▸ EXTRACT PROVIDED:
★ ★ ★ ★ ★ ★ ★

The Company has entered into an appointment letter with Mr. Suchan, pursuant to which he was appointed as an executive Director and the chief executive officer for a term of three years. Pursuant to the appointment letter, the annual salary of Mr. Suchan is HK$6,288,000. The annual salary Mr. Suchan is determined with reference to his duties and responsibilities in the Company, qualifications, experience, the prevailing market conditions and the Company’s remuneration policy and is subject to annual review by the Board and the remuneration committee of the Company.
– 11 –
APPENDIX II
DETAILS OF DIRECTORS PROPOSED TO BE RE-ELECTED AT THE ANNUAL GENERAL MEETING
Ms. Qian Liping (“Ms. Qian”) , aged 42, is an independent non-executive Director. She joined the Group on 24 October 2016. Ms. Qian is a member of the audit committee, the remuneration committee and the nomination committee of the Company. Ms. Qian is currently a professor at the School of Economics and Business Administration in Chongqing University and a managing director of Marketing Committee, Chinese Research Council of Modern Management. She was also a visiting scholar of the Chinese University of Hong Kong from 2010 to 2011. Ms. Qian has been appointed as an external review expert of several journals including “Management World”, “Journal of Marketing Science” and “Nankai Business Review”, and was awarded “2015 Annual Excellent Review Expert” by “Journal of Marketing Science”. She has more than 16 years of research experience in B2B Marketing and Marketing Channel Management and has intimate knowledge of the marketing environment and management mechanism in mainland China. Ms. Qian holds a doctoral degree in Management from School of Management of Xi’an Jiaotong University.
Ms. Qian has renewed her service contract with the Company in relation to her appointment as an independent non-executive Director of the Company on 24 October 2019 for a term of three years. Pursuant to such service contract, Ms. Qian is entitled to a director’s fee of HK$250,000 per annum, which is determined with reference to her duties and responsibilities in the Company and the market rate for her position as independent non-executive Director and is subject to annual review by the Board and the remuneration committee of the Company.

★ ★ ★ ★ ★ ★ ★

Extend the passage on directors proposed for re-election, picking up after its final sentence.

★ ★ ★ ★ ★ ★ ★

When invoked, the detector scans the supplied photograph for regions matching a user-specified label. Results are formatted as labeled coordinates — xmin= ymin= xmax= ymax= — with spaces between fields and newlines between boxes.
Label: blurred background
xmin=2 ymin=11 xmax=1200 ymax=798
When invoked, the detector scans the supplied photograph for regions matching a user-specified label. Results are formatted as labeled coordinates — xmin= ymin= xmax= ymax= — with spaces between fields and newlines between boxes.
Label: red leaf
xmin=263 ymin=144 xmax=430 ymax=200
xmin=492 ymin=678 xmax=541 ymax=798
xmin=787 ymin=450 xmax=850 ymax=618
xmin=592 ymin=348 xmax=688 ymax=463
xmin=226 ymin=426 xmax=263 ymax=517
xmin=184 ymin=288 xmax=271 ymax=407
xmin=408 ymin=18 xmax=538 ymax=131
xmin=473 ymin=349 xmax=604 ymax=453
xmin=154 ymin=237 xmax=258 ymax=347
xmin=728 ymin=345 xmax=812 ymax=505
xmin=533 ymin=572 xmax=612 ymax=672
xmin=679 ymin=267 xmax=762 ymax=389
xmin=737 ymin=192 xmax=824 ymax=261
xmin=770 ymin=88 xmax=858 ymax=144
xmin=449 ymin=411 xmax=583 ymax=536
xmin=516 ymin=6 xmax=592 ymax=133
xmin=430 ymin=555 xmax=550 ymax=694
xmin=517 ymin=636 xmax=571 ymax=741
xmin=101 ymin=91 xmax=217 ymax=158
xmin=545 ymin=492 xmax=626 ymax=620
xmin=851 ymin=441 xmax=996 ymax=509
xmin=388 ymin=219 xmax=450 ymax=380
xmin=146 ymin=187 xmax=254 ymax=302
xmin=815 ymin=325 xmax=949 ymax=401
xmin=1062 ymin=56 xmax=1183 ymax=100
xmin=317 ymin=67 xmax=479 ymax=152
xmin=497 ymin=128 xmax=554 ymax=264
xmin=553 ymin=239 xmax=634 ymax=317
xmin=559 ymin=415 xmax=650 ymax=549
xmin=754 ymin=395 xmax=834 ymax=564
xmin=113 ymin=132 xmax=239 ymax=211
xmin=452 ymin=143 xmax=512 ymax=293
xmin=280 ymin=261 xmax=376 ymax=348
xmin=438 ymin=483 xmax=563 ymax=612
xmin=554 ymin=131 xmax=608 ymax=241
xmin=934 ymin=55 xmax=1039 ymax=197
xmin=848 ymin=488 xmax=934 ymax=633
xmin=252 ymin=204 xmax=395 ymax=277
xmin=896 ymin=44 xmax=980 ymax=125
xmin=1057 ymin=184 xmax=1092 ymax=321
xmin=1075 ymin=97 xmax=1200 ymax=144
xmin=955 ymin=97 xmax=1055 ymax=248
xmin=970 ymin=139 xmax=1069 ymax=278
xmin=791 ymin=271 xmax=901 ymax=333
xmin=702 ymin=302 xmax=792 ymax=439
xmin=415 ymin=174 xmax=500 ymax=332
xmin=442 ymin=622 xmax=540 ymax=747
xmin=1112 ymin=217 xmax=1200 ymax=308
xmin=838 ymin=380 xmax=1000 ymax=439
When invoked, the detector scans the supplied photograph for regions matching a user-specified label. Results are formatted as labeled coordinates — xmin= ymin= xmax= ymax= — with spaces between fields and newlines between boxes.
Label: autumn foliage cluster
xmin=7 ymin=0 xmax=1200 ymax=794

★ ★ ★ ★ ★ ★ ★

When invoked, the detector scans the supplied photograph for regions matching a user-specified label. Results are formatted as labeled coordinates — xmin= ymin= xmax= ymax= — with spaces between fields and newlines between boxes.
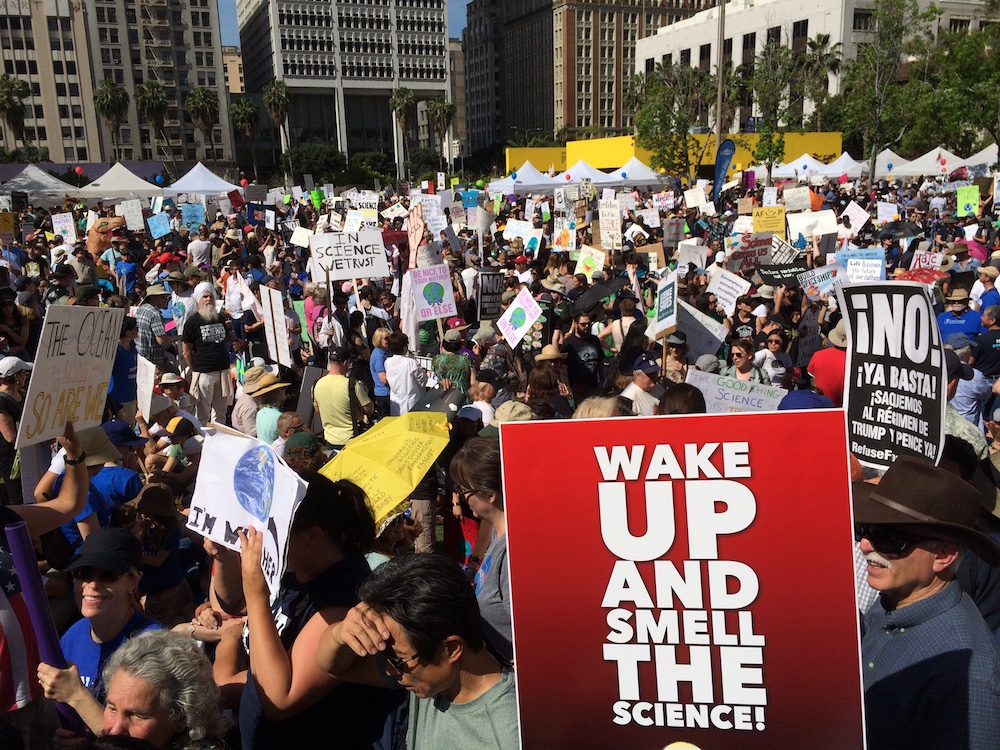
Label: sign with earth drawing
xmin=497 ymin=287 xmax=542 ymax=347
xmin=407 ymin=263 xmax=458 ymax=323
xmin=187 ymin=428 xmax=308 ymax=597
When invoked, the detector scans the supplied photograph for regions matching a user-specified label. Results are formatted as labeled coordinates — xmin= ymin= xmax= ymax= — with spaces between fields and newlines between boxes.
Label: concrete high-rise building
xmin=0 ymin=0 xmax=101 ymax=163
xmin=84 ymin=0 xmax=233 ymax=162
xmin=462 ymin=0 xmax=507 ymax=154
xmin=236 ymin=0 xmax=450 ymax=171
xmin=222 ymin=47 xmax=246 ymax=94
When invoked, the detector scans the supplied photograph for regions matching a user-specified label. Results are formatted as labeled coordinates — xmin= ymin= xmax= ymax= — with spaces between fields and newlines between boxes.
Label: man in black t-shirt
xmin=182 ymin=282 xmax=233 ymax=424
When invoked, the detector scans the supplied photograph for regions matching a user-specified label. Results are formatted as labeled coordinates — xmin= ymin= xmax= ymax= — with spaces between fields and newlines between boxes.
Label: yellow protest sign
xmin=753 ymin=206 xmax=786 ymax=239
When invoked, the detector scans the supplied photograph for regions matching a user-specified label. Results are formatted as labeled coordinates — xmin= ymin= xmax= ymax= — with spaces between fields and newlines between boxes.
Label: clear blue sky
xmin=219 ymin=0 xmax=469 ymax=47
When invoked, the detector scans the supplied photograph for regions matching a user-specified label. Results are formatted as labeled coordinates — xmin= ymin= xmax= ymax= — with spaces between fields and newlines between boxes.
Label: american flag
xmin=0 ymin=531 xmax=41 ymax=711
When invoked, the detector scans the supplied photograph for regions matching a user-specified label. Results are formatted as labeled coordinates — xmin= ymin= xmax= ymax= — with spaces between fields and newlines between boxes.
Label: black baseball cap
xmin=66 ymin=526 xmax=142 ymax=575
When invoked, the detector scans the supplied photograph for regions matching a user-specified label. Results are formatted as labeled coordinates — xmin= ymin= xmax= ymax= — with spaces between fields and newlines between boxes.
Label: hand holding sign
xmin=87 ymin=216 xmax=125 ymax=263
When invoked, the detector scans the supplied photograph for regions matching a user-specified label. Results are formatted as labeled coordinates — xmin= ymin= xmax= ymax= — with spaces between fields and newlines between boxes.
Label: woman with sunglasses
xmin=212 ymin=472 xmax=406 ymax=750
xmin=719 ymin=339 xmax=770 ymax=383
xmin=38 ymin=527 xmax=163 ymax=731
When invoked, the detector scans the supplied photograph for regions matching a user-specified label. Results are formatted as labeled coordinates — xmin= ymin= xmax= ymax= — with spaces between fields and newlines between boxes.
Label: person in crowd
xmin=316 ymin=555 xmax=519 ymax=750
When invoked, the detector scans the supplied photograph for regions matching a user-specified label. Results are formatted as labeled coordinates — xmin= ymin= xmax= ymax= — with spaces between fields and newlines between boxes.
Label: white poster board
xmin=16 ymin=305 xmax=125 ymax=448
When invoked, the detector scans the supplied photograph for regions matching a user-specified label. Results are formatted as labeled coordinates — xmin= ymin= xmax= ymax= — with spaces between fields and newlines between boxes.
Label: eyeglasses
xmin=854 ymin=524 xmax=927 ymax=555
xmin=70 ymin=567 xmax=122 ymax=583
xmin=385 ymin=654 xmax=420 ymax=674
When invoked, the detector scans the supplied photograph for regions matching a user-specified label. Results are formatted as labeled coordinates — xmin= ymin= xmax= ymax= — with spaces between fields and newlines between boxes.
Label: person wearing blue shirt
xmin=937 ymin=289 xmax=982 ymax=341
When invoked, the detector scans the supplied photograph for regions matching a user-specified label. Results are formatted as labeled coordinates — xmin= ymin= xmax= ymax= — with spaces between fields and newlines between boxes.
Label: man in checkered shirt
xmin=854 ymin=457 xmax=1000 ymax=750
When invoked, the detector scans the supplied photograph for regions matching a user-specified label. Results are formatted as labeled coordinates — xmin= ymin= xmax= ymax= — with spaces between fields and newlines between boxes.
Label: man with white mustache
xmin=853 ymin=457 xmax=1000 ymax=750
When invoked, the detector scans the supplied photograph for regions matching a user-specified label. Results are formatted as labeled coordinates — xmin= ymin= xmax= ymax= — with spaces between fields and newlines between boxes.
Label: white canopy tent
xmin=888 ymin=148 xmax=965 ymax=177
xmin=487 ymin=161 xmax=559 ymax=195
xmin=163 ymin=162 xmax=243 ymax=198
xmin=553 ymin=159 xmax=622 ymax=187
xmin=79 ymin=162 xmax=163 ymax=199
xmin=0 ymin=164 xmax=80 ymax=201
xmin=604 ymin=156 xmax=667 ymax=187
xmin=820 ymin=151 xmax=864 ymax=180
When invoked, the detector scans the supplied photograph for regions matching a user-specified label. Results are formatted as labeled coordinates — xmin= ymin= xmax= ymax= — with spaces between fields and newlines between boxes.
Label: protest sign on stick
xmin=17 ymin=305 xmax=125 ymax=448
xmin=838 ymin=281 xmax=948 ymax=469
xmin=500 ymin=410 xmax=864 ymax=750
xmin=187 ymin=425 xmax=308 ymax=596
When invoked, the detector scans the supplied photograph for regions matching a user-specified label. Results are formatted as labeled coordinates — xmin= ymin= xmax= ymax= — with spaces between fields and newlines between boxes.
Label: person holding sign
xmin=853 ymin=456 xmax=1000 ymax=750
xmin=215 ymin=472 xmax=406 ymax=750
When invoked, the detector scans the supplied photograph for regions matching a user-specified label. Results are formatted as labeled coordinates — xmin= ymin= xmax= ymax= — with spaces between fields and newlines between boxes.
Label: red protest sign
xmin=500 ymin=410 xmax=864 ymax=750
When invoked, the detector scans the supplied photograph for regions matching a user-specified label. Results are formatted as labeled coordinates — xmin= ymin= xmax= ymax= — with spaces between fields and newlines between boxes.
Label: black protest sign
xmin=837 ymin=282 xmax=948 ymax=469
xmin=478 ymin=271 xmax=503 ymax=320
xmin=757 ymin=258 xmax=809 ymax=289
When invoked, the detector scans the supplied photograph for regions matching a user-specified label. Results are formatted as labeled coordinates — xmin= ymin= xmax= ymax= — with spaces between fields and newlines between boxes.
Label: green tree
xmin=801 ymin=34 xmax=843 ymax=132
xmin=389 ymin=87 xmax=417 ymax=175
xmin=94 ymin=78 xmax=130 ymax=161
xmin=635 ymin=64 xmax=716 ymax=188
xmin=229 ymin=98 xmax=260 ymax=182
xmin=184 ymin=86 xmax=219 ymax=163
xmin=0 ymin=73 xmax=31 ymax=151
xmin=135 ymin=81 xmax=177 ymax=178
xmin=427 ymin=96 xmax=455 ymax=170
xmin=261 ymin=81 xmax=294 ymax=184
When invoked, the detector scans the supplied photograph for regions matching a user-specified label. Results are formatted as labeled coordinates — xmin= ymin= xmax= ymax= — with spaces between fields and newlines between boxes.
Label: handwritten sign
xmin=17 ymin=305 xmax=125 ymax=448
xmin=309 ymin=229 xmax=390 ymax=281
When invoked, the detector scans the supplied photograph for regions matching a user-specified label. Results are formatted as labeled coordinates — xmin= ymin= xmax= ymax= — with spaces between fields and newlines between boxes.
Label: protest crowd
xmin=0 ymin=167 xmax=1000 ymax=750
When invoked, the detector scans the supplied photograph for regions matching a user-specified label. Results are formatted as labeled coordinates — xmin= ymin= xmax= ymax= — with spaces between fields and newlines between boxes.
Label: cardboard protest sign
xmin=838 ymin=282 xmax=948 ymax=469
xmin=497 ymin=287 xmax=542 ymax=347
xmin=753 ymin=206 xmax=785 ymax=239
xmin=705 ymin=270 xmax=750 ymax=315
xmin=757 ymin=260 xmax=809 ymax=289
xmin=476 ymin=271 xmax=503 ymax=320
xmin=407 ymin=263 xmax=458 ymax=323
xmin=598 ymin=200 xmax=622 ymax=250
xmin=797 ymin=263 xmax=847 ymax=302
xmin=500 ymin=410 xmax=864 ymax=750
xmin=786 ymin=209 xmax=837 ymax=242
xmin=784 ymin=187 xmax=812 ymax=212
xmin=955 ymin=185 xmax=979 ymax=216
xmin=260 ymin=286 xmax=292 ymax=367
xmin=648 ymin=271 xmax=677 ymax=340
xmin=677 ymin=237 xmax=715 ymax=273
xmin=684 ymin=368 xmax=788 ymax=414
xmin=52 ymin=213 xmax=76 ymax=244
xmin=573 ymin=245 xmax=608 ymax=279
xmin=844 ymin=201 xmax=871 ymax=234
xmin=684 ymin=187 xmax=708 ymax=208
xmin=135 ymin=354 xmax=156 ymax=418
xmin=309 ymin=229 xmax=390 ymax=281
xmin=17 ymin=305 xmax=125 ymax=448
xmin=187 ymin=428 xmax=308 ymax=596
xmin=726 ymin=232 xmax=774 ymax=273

★ ★ ★ ★ ★ ★ ★

▸ RESULT OF THIS TASK:
Mr. Ko Frankie Andrew (“Mr. Ko”) , aged 69, is an independent non-executive Director. He joined the Group on 19 February 2020. Mr. Ko is the chairman of the remuneration committee of the Company and a member of the audit committee and the nomination committee of the Company. Mr. Ko graduated from the University of Wisconsin-Madison with a Bachelor’s degree in chemical engineering in 1974, the University of Kentucky with a Master’s degree in chemical engineering in 1976, and also from Marshall University with a Master of Business Administration in 1982. Mr. Ko started his career at Dow Chemical Company in 1976 and spent 31 years in various manufacturing and commercial leadership roles, with his most recent role from 2005 to 2007 as vice president of Greater China, responsible for business development. He also previously served as director of operations of Greater China, general manager of Greater China, and also an executive or director of various joint ventures of Dow Chemical Company. In 2007, Mr. Ko joined AEA Investors, a global private investment firm focused on private equity and debt investments in the middle market, and is currently a partner and an operating executive.
The Company has entered into an appointment letter with Mr. Ko in relation to his appointment as an independent non-executive Director for a fixed term of three years. Pursuant to the appointment letter, Mr. Ko is entitled to a director’s fee of HK$250,000 per annum, which is determined with reference to his duties and responsibilities in the Company and the market rate for her position as independent non-executive Director and is subject to annual review by the Board and the remuneration committee of the Company.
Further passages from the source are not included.